## Problem:
Filter the listing so that only lines with the word "shrub" remain.

** Exercise input follows **

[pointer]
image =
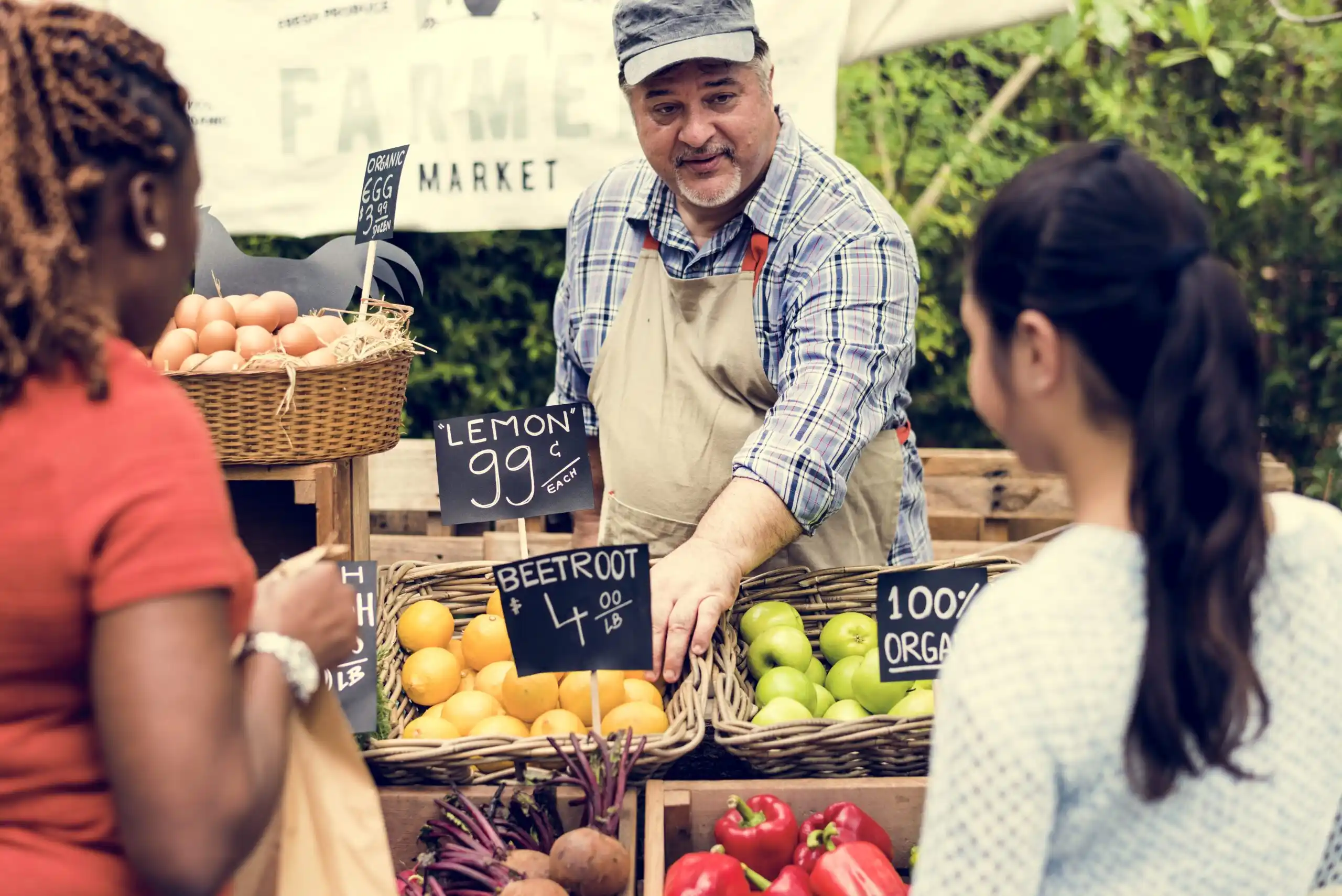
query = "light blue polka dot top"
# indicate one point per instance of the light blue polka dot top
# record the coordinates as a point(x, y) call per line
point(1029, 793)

** End of Exercise input **
** Exercise input follows **

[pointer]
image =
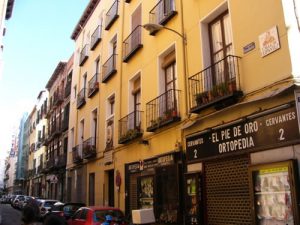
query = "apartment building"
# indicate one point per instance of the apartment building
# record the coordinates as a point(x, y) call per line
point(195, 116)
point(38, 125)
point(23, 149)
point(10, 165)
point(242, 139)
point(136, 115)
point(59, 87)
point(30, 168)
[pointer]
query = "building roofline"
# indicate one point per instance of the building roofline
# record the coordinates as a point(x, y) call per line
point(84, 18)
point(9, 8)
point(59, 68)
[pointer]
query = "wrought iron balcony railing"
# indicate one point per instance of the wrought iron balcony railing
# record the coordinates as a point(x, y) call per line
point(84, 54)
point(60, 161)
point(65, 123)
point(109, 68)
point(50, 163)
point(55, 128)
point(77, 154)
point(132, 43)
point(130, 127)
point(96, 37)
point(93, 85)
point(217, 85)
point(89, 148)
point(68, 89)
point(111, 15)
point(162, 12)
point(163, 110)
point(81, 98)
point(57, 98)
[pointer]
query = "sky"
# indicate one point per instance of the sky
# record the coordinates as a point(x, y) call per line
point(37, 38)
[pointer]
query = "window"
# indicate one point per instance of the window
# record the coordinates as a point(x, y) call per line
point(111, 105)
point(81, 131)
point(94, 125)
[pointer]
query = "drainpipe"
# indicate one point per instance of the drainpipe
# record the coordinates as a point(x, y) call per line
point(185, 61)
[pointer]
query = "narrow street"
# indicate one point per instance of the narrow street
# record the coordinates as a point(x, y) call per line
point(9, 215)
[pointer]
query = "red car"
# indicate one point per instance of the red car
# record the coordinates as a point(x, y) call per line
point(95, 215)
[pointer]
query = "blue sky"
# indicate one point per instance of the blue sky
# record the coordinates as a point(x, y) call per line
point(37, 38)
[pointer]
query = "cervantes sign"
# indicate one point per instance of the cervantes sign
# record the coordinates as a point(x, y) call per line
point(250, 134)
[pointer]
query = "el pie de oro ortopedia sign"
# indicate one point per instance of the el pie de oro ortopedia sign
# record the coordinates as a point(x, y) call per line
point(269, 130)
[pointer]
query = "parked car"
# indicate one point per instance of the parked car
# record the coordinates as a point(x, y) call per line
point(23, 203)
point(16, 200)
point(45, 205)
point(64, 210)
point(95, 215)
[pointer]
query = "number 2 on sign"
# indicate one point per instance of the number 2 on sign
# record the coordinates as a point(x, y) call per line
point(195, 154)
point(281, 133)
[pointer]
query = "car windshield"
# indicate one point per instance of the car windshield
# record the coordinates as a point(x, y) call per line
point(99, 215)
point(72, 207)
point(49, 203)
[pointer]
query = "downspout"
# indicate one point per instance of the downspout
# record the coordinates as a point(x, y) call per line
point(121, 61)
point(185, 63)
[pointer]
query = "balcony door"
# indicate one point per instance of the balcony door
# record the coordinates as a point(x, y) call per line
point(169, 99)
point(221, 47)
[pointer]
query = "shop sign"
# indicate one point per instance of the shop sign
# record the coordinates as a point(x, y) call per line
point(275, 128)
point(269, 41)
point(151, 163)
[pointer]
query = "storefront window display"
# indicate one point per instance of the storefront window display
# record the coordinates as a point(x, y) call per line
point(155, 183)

** End of Exercise input **
** Exercise input follows **

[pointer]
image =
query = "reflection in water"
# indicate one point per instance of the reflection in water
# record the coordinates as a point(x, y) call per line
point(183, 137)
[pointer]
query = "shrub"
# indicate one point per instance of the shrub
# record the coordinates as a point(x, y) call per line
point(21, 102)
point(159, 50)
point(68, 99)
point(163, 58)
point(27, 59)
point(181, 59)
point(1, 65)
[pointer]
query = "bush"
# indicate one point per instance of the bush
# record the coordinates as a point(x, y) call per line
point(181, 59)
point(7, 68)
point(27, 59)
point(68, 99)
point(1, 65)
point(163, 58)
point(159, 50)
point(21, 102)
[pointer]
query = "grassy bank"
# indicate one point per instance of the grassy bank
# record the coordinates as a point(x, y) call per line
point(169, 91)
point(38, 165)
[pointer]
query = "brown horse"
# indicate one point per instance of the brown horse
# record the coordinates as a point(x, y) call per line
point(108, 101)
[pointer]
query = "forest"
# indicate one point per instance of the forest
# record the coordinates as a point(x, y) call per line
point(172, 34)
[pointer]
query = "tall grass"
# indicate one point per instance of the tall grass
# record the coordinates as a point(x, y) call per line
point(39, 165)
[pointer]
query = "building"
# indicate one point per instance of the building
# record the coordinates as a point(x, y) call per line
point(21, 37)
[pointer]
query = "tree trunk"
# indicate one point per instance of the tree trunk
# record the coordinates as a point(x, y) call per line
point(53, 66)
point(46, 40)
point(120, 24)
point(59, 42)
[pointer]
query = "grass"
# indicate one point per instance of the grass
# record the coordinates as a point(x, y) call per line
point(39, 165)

** End of Exercise input **

## Solution for this task:
query = "shrub"
# indicate one point per instance of the shrub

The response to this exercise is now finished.